EXERCISE AIM.
Copy the stretch from "Some probability is" through "(MIT Press 2012)." in the paragraph on probability references.

══ TEXT EXTRACT ══

Some probability is reviewed in chapter three of Deep Learing. More briefly, we get a quick reference on probability from Chen, et al. Probability Cheatsheet, (2015), which closely follows Blitzstein’s Introduction to Probability (CRC Press 2014). A clear and concise statement on probability is found in, believe it or not, Feynman’s Chapter 6 Probability in Lectures on Physics, Volume I Millennium Edition (Basic Books 2010). Another helpful review is found in Murphy’s Machine Learning, A Probablistic Perspective, Chapter 2 Probability (MIT Press 2012).

═══
══ PROVIDED MATERIAL ══

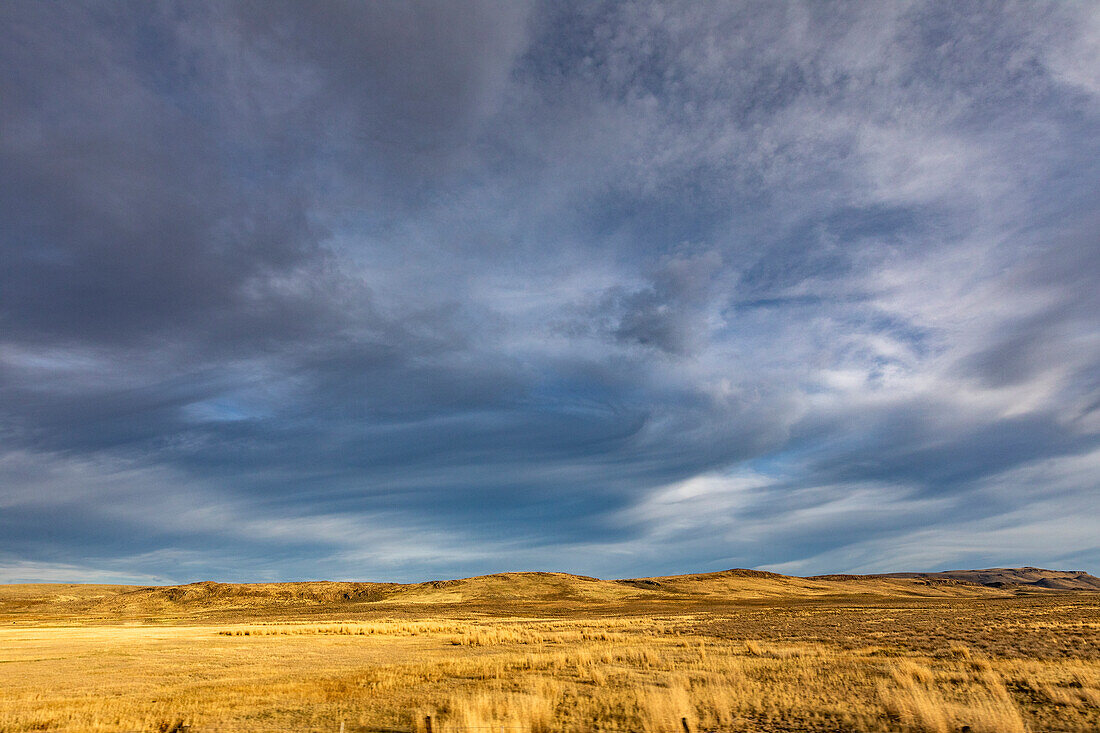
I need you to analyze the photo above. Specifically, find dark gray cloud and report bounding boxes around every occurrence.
[0,1,1100,580]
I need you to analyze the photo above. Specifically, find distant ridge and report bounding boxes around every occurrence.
[876,567,1100,591]
[0,567,1100,619]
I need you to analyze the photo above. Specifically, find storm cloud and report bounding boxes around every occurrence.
[0,0,1100,582]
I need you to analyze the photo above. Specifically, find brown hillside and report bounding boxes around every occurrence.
[0,568,1100,620]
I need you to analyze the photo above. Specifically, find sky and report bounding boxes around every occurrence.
[0,0,1100,583]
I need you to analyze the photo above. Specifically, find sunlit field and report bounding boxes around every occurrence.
[0,576,1100,733]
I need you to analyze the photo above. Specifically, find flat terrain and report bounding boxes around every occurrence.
[0,569,1100,733]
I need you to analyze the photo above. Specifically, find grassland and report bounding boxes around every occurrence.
[0,572,1100,733]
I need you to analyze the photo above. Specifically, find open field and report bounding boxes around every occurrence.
[0,572,1100,733]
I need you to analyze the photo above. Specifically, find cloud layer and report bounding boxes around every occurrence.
[0,0,1100,582]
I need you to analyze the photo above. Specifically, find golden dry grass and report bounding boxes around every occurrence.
[0,581,1100,733]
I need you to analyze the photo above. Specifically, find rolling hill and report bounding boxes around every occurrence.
[0,568,1100,620]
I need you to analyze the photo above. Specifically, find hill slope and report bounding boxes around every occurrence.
[880,568,1100,591]
[0,568,1100,620]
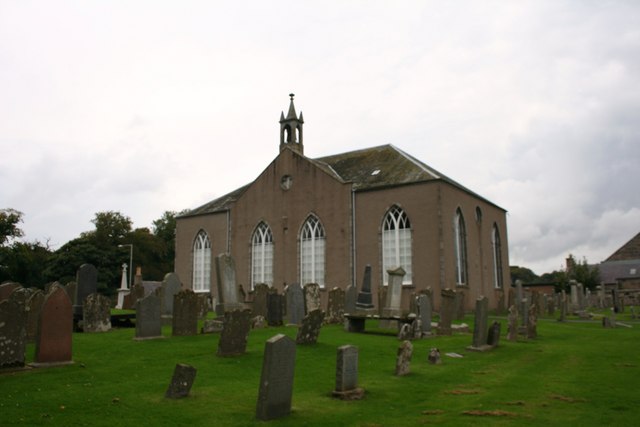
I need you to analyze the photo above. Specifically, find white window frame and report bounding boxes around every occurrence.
[300,215,326,288]
[251,222,273,289]
[382,205,413,286]
[192,230,211,292]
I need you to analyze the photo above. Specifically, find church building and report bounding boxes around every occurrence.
[175,95,510,310]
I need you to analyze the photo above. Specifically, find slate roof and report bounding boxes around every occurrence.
[605,233,640,262]
[181,144,504,217]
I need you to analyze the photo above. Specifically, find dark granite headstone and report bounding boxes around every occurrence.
[326,288,345,323]
[396,341,413,376]
[73,264,98,317]
[296,309,324,344]
[82,293,111,332]
[284,283,304,325]
[0,298,27,369]
[164,363,196,399]
[35,286,72,364]
[135,294,162,340]
[171,289,198,336]
[216,310,251,357]
[333,345,364,400]
[256,334,296,421]
[267,288,284,326]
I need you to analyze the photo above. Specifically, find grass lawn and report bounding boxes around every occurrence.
[0,315,640,427]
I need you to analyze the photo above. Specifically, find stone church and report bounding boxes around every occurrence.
[175,95,510,310]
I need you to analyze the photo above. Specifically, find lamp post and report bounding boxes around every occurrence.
[118,243,133,289]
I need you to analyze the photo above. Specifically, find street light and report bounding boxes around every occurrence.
[118,243,133,289]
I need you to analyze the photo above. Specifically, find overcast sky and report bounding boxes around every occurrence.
[0,0,640,274]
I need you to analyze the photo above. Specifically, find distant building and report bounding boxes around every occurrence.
[599,233,640,289]
[175,95,510,309]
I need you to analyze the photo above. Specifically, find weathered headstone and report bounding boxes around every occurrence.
[160,273,182,316]
[507,305,518,341]
[333,345,364,400]
[438,288,456,335]
[396,341,413,376]
[468,296,491,351]
[487,321,501,348]
[251,283,268,319]
[296,309,324,344]
[35,286,72,364]
[73,264,98,317]
[25,290,44,342]
[256,334,296,421]
[82,293,111,332]
[216,254,244,316]
[135,294,162,340]
[356,264,373,310]
[171,289,198,336]
[216,310,251,357]
[164,363,196,399]
[303,283,321,313]
[267,288,284,326]
[0,298,27,369]
[326,287,345,323]
[284,283,304,325]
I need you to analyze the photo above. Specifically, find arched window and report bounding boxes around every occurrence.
[382,206,412,285]
[251,222,273,289]
[192,230,211,292]
[300,215,325,287]
[491,224,503,289]
[453,208,467,285]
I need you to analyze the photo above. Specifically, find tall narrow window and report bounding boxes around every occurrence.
[491,224,503,289]
[382,206,413,285]
[453,208,467,285]
[193,230,211,292]
[300,215,325,287]
[251,222,273,289]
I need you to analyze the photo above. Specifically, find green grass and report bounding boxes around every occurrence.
[0,316,640,426]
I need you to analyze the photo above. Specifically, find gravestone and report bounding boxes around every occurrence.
[396,341,413,377]
[164,363,196,399]
[284,283,304,325]
[344,284,358,314]
[216,254,244,316]
[160,273,182,316]
[82,293,111,333]
[73,264,98,318]
[487,321,501,348]
[171,289,198,336]
[267,288,284,326]
[135,294,162,340]
[256,334,296,421]
[507,305,518,341]
[216,310,251,357]
[415,291,432,335]
[468,296,491,351]
[326,288,345,324]
[304,283,321,313]
[25,290,44,342]
[356,264,373,310]
[296,309,324,344]
[35,286,71,365]
[333,345,364,400]
[0,298,27,369]
[251,283,268,319]
[427,347,442,365]
[382,267,406,317]
[438,288,456,335]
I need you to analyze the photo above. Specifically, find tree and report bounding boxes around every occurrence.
[0,208,24,246]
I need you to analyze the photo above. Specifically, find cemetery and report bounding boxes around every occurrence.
[0,264,640,426]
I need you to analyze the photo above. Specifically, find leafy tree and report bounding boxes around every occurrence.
[0,208,24,246]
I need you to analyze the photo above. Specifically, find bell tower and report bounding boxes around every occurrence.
[280,93,304,155]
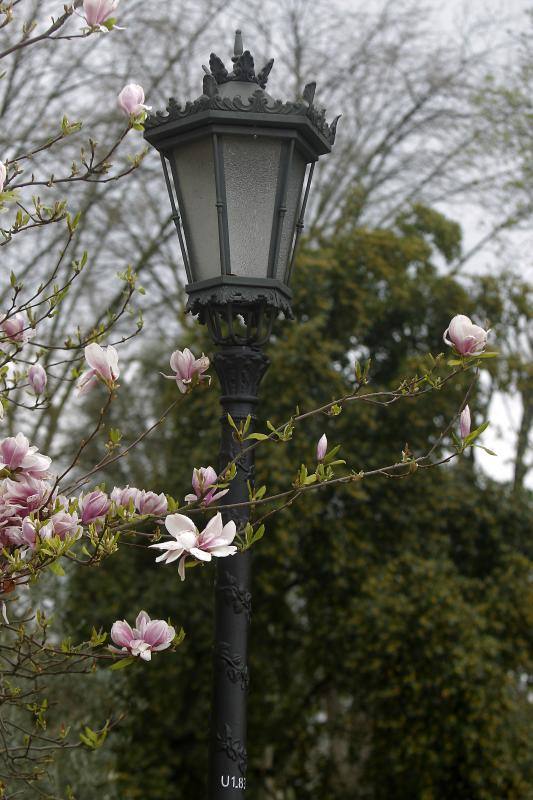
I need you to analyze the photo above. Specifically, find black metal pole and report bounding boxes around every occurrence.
[208,345,269,800]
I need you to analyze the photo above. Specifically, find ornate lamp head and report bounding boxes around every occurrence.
[145,31,338,344]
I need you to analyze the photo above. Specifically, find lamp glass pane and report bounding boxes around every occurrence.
[223,134,281,278]
[275,150,307,281]
[174,136,221,281]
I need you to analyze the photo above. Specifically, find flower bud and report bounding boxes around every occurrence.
[316,433,328,461]
[442,314,488,356]
[28,364,48,394]
[83,0,120,28]
[118,83,149,117]
[459,405,471,439]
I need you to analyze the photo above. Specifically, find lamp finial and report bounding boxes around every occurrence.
[233,28,244,57]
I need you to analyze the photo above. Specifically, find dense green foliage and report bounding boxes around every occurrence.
[65,208,533,800]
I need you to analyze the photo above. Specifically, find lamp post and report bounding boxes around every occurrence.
[145,31,338,800]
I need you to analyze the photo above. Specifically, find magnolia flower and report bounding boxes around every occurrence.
[135,489,168,516]
[316,433,328,461]
[110,611,176,661]
[0,314,31,342]
[83,0,120,30]
[77,342,120,397]
[79,489,111,525]
[28,364,48,394]
[459,405,471,439]
[0,433,52,478]
[150,513,237,581]
[163,347,210,394]
[111,486,139,508]
[442,314,488,356]
[118,83,151,117]
[185,467,229,506]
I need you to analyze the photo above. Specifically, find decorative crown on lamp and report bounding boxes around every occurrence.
[144,31,339,343]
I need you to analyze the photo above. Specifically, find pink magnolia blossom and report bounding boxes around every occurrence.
[0,433,52,478]
[110,611,176,661]
[0,314,32,343]
[118,83,151,117]
[316,433,328,461]
[83,0,120,28]
[443,314,488,356]
[111,486,140,508]
[185,467,229,506]
[459,405,471,439]
[28,364,48,394]
[150,513,237,581]
[13,517,54,550]
[79,489,111,525]
[77,342,120,396]
[164,347,210,394]
[135,489,168,516]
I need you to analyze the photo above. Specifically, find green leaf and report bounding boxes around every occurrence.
[464,422,489,447]
[109,656,135,672]
[50,561,65,578]
[172,628,186,647]
[472,444,498,456]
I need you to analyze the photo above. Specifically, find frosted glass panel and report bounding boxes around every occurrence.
[224,135,281,278]
[275,150,307,281]
[174,137,220,281]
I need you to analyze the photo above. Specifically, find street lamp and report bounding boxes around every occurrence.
[144,31,338,800]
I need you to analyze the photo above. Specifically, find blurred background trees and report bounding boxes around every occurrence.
[0,0,533,800]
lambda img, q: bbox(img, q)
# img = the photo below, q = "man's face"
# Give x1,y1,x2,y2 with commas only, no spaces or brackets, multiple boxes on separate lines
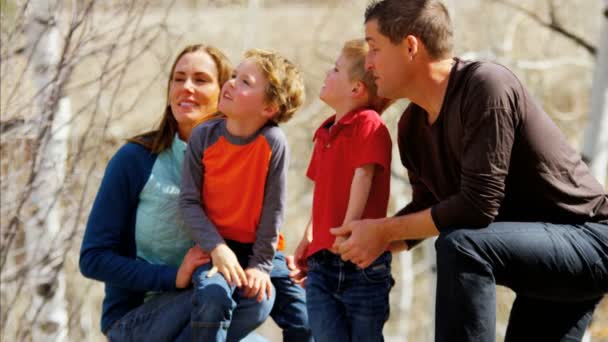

═══

RESULT OF THIS EXERCISE.
Some probability is reviewed in chapter three of Deep Learing. More briefly, we get a quick reference on probability from Chen, et al. Probability Cheatsheet, (2015), which closely follows Blitzstein’s Introduction to Probability (CRC Press 2014). A clear and concise statement on probability is found in, believe it or not, Feynman’s Chapter 6 Probability in Lectures on Physics, Volume I Millennium Edition (Basic Books 2010). Another helpful review is found in Murphy’s Machine Learning, A Probablistic Perspective, Chapter 2 Probability (MIT Press 2012).